Source passage section start
Although the red morwong has usually been assigned to Cheilodactylus, DNA studies published in the early 2000s recovered Cheilodactylus fuscus as closer to Nemadactylus than to the Cheilodactylus type species. In the meantime, John E. Randall has recommended using the generic name Morwong for C. fuscus. In this case, Cheilodactylus ephippum would also become a referred species of Morwong, as M. ephippum, because Burridge and White (2000) and Burridge and Smolenski (2004) recovered it as sister to the red morwong. Genetic and morphological analyses have also strongly suggested that only two southern African species in Cheilodactylus, C. fasciatus and C. pixi, make up a monophyletic clade and that all the other “morwongs” were closer to the Latridae.
Source passage section end
Given records section start
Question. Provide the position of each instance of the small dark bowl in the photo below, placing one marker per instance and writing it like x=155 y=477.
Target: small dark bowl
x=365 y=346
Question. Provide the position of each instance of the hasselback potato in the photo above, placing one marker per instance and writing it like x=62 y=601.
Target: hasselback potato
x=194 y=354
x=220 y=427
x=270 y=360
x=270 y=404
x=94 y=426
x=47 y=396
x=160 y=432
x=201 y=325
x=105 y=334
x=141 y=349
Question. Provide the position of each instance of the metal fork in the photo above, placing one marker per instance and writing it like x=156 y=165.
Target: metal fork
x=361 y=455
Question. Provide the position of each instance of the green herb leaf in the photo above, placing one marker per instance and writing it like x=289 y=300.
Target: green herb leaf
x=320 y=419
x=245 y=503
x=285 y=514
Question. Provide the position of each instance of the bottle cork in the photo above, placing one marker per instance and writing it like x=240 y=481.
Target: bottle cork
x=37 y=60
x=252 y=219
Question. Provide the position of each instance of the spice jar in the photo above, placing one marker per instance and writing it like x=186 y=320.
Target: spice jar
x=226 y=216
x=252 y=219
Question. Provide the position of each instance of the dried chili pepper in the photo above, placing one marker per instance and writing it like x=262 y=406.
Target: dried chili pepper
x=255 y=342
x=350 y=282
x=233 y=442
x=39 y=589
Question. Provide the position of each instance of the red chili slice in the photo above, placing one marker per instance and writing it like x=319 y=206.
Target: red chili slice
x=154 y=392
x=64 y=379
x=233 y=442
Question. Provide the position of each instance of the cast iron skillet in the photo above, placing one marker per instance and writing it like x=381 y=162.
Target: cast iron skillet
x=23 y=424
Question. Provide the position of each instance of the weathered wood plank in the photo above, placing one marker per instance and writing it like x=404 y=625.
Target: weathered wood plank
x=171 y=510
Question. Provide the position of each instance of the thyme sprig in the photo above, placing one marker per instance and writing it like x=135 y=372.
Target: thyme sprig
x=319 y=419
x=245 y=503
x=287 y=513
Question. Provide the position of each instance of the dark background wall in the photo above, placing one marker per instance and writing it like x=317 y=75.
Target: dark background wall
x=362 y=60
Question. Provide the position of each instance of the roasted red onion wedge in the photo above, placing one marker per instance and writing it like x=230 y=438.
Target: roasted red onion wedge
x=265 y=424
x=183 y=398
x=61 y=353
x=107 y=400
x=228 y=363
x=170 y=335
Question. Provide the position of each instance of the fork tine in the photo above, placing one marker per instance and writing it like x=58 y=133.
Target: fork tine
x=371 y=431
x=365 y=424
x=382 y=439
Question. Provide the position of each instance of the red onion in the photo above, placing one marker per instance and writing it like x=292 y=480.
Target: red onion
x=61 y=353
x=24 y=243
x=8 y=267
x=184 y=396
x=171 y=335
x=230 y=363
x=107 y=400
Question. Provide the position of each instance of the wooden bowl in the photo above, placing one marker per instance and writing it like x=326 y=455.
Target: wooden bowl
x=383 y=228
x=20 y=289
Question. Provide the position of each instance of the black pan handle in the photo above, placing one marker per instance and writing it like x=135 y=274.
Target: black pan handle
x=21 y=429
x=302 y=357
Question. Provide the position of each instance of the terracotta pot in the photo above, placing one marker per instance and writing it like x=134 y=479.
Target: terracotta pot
Given records section end
Exercise goal >> Please list every researcher named in the passage on the red morwong.

Finished task >>
John E. Randall
Burridge
White
Smolenski